▸ **Written problem**
Reproduce the data below line for line, changing nothing.

===== Record excerpts =====

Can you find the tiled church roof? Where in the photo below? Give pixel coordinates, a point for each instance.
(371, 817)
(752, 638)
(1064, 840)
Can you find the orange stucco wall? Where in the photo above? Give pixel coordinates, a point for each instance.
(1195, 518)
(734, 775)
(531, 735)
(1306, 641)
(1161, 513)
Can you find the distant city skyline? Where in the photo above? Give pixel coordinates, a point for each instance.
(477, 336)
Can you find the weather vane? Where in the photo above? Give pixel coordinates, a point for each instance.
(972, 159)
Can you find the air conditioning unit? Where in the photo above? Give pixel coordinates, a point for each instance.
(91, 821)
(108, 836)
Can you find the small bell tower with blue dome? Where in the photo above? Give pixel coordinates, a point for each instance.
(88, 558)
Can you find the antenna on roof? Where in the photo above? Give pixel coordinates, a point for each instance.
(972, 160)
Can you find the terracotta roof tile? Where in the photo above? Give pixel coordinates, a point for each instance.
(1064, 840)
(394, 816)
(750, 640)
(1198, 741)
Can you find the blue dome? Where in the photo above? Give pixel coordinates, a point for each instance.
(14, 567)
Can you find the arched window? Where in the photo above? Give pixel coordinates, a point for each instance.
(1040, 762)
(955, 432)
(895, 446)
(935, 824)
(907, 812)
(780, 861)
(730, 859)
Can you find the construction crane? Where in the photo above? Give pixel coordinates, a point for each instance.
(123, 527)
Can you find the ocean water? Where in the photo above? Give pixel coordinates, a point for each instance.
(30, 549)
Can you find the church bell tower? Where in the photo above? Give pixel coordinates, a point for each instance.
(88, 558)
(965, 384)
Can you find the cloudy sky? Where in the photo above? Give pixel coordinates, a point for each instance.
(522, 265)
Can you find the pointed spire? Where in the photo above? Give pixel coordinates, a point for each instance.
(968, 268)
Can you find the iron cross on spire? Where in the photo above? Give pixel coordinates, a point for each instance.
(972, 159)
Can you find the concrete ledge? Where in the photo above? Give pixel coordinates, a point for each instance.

=====

▸ **Full response**
Can you find the tiled church roof? Where in the photo below? Give pixel coordinates, a point for each instance.
(371, 817)
(752, 638)
(1064, 840)
Can you find the orange stucco wall? Where in the photo above? Give pixel coordinates, a point for each instance.
(1195, 518)
(734, 775)
(531, 735)
(1306, 641)
(1161, 513)
Can you find the distant city skyline? Where in the photo above? Give pixel coordinates, a point for each instance.
(477, 336)
Can you find the weather vane? Where in the photo above? Give pixel coordinates, a point for each instance.
(972, 159)
Can you find the air conditioning unit? Where in the photo above? Give pixel coordinates, a point for each instance.
(91, 821)
(108, 836)
Can you find the small bell tower with blue dome? Where in the photo above? Give pixel coordinates, a point for each instance.
(88, 558)
Can you find the antenna on roof? Where in the photo above? Give pixel coordinates, a point for each instance.
(972, 160)
Can you find the terracotta roof tile? Where in the photo above? Give pixel coordinates, a point for each instance.
(1064, 840)
(394, 816)
(750, 640)
(1198, 741)
Can you find the blue dome? Where in the photo above? Give pixel coordinates, a point for each instance.
(14, 567)
Can you find the arched window? Where in the photo above? Give pixel coordinates, a point for each instance.
(1040, 762)
(955, 432)
(895, 446)
(935, 824)
(907, 812)
(780, 861)
(730, 859)
Can you find the construction crane? Where in the photo above? Give pixel coordinates, a point for each instance.
(123, 527)
Can you find the ocean water? Where in the photo above? Give pixel coordinates, a point for each instance.
(30, 549)
Can you find the church bell tower? Where in the photo above? Give pixel coordinates, a point for each instance.
(88, 558)
(965, 384)
Can you find the cloudy sky? Where in the photo above? Give pixel coordinates, a point for each instance.
(522, 265)
Can you find the pointed spire? Where in the photo above? Give pixel coordinates, a point for each instance.
(968, 268)
Can you find the iron cross on spire? Where in the photo above? Give pixel coordinates, a point for each instance.
(972, 159)
Can you find the concrete ledge? Where in the photo above? Give pixel coordinates, a point for each instance.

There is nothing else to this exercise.